■ Requirements:
1. In the passage on pi diagrams, write out the stretch from "The big purple" through "and Joseph Albers." again, renaming "Feynman Point" as "Six Nines Point".
2. Using the passage on pi diagrams, explain in one to three sentences why the purple dot near the top of the circle is so big.

** Start of Given passage **

The image below follows the same process, except now, when a number is repeated (for example a "1," followed by another "1"), Krzywinski and Vasile place a dot at the outer edge of the circle. The more digits that are repeated, the larger the dot.
The big purple dot near the top of the circle represents a unique point in pi: A place where six 9s occur in a row. Called the Feynman Point, the repetition appears much earlier than probability would dictate.
Below is Krzywinski's new illustration for 2015, a type of diagram that is called a treemap. He first divides the box by drawing "3" lines vertically. Then he divides the first box horizontally by drawing "1" line, the second by drawing "4" lines, and so on. Here, Krzywinski randomly colored the graphic with the primary colors used by members of the De Stijl and Bauhaus art movements in the 1920s, like Piet Mondrian, Paul Klee and Joseph Albers.

** End of Given passage **
** Start of Data lines **

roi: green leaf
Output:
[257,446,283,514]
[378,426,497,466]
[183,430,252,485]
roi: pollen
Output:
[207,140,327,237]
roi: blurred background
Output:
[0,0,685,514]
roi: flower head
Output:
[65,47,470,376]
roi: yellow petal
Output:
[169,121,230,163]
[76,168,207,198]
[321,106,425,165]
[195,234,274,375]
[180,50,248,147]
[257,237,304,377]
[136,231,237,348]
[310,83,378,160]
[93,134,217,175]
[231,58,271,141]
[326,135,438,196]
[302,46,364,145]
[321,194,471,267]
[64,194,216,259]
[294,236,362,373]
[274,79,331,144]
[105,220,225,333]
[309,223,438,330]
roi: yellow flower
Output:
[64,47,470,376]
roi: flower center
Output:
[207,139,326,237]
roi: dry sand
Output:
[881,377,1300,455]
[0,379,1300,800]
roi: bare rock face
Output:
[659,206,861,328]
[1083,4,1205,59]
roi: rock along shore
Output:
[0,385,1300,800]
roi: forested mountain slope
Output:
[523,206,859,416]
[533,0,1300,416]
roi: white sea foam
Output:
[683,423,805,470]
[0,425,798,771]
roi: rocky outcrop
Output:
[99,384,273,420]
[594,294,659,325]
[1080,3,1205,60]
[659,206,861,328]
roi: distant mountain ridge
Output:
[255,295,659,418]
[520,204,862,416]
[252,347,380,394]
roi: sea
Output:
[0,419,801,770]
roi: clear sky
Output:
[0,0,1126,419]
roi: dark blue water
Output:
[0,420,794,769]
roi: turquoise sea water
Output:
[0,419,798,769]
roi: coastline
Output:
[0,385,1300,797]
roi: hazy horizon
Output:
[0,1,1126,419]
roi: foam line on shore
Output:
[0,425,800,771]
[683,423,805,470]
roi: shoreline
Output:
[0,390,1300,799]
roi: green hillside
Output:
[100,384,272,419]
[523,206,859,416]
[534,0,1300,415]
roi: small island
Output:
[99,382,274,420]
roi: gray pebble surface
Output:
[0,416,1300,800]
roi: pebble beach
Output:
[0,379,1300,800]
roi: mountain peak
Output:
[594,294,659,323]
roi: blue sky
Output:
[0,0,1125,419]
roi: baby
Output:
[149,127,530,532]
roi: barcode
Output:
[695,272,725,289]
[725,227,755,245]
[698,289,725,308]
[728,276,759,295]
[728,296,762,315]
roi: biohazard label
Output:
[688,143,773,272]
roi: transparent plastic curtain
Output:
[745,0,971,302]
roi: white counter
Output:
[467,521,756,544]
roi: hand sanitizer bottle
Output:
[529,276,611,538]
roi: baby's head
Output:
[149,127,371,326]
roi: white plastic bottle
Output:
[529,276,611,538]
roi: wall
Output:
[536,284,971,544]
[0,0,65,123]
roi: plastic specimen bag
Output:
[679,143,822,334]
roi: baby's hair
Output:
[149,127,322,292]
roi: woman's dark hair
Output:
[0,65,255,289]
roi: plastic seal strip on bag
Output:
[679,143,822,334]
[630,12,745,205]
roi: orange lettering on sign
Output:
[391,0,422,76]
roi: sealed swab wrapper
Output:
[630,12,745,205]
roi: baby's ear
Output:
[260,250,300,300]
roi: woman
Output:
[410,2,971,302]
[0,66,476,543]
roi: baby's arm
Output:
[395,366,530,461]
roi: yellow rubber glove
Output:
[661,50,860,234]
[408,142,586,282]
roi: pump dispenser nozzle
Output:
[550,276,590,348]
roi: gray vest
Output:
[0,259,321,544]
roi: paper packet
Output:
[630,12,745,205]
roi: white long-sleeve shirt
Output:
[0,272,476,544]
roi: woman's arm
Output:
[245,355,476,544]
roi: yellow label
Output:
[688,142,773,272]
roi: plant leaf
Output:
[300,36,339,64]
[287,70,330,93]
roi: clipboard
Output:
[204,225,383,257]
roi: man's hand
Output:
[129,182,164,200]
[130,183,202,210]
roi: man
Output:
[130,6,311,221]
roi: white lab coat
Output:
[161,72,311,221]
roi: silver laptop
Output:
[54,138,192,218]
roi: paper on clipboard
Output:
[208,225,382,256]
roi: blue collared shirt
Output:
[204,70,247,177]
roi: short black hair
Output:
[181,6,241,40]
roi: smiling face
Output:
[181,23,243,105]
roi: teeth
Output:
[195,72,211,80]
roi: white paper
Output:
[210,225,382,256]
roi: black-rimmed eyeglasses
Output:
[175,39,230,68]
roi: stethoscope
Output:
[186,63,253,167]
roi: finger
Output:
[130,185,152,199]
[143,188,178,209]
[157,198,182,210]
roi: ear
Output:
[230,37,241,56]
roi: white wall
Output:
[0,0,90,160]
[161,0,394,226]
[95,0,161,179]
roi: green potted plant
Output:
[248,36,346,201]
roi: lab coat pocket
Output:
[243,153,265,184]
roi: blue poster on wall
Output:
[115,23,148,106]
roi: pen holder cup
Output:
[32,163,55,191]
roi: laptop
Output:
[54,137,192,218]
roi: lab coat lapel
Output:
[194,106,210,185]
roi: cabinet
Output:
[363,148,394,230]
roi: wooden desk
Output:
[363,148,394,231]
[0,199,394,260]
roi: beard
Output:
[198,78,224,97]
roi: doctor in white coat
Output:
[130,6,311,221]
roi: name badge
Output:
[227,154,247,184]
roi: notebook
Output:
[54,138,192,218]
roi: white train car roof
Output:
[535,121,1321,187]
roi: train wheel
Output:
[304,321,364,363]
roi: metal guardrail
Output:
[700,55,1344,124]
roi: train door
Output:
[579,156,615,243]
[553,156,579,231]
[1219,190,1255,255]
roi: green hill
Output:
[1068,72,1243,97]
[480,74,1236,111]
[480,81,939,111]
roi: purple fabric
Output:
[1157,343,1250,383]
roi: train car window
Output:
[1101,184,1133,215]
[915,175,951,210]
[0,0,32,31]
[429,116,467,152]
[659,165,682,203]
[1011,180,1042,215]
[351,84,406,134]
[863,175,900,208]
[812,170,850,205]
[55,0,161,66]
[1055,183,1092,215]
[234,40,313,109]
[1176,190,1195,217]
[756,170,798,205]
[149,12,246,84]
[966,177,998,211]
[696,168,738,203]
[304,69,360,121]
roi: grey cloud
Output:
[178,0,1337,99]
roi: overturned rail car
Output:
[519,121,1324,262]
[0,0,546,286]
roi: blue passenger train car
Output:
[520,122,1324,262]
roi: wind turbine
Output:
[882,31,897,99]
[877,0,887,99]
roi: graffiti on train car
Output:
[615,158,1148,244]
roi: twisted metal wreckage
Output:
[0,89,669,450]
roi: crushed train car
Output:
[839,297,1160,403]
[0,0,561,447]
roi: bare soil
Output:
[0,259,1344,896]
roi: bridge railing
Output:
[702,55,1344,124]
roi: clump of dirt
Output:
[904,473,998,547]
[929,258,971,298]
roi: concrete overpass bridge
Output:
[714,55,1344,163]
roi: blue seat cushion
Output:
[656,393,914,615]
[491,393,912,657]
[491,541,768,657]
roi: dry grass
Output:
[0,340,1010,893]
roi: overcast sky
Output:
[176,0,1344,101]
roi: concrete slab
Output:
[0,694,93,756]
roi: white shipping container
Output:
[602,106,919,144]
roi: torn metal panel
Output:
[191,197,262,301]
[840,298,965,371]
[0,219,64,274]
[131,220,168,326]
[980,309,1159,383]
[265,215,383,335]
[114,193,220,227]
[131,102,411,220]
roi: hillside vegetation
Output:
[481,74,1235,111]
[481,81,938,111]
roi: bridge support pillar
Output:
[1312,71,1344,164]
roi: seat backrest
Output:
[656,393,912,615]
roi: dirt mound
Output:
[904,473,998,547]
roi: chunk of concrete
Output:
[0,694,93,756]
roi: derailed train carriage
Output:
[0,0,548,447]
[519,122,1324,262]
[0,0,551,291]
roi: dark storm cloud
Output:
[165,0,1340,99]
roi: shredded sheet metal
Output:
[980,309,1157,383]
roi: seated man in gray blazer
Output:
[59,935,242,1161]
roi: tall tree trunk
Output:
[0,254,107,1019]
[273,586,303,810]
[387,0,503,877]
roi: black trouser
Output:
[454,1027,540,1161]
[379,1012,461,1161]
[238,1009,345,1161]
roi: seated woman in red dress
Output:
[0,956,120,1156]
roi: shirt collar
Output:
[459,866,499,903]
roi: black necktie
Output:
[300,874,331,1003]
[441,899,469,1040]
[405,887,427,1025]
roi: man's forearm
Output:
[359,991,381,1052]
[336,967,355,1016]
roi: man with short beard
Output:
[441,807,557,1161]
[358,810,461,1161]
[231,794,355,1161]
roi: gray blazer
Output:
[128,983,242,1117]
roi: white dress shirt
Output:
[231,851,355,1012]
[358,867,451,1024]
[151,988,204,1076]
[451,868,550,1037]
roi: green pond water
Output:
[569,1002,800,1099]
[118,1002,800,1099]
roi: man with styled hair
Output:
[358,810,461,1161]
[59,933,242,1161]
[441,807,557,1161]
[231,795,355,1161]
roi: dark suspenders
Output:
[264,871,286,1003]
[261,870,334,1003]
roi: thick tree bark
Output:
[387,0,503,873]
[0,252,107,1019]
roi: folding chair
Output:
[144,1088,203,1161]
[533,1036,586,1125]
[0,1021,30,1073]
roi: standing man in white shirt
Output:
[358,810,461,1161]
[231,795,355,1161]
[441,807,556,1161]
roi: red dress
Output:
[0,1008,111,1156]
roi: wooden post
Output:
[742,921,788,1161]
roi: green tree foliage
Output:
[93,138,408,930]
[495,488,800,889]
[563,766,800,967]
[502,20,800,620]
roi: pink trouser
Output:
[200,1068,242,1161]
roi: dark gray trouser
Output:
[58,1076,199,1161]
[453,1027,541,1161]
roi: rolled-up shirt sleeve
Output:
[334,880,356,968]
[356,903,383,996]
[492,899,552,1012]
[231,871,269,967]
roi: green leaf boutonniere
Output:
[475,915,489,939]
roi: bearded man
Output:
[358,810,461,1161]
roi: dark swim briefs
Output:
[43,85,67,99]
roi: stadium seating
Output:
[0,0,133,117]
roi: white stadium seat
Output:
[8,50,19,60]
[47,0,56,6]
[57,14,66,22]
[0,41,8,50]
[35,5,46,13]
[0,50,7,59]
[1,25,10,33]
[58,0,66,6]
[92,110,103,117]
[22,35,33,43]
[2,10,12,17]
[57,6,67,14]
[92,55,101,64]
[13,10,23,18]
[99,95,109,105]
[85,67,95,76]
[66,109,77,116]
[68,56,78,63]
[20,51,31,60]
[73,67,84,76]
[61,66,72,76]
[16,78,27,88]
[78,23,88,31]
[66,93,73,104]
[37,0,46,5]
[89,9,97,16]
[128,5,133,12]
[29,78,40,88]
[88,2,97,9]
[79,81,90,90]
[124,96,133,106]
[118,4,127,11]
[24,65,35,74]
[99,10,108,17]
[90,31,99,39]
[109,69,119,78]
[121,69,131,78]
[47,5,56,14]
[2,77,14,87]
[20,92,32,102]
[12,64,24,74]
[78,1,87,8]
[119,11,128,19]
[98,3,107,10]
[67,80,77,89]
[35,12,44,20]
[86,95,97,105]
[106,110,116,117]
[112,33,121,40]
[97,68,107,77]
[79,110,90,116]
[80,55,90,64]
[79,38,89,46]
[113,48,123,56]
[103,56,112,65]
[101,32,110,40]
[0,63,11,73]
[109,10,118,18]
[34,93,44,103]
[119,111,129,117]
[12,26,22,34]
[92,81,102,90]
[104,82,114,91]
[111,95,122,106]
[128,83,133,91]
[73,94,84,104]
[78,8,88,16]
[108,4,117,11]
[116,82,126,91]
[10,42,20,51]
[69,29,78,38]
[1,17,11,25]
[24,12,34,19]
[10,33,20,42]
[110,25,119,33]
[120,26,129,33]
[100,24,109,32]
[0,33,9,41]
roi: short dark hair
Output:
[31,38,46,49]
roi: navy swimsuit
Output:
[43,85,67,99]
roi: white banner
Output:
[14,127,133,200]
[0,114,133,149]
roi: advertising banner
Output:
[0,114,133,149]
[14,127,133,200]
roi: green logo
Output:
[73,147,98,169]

** End of Data lines **

■ Final answers:
1.
The big purple dot near the top of the circle represents a unique point in pi: A place where six 9s occur in a row. Called the Six Nines Point, the repetition appears much earlier than probability would dictate.
Below is Krzywinski's new illustration for 2015, a type of diagram that is called a treemap. He first divides the box by drawing "3" lines vertically. Then he divides the first box horizontally by drawing "1" line, the second by drawing "4" lines, and so on. Here, Krzywinski randomly colored the graphic with the primary colors used by members of the De Stijl and Bauhaus art movements in the 1920s, like Piet Mondrian, Paul Klee and Joseph Albers.

2. A dot is placed at the circle's edge wherever a digit repeats, and the more digits that are repeated, the larger the dot. The purple dot marks the Feynman Point, where six 9s occur in a row.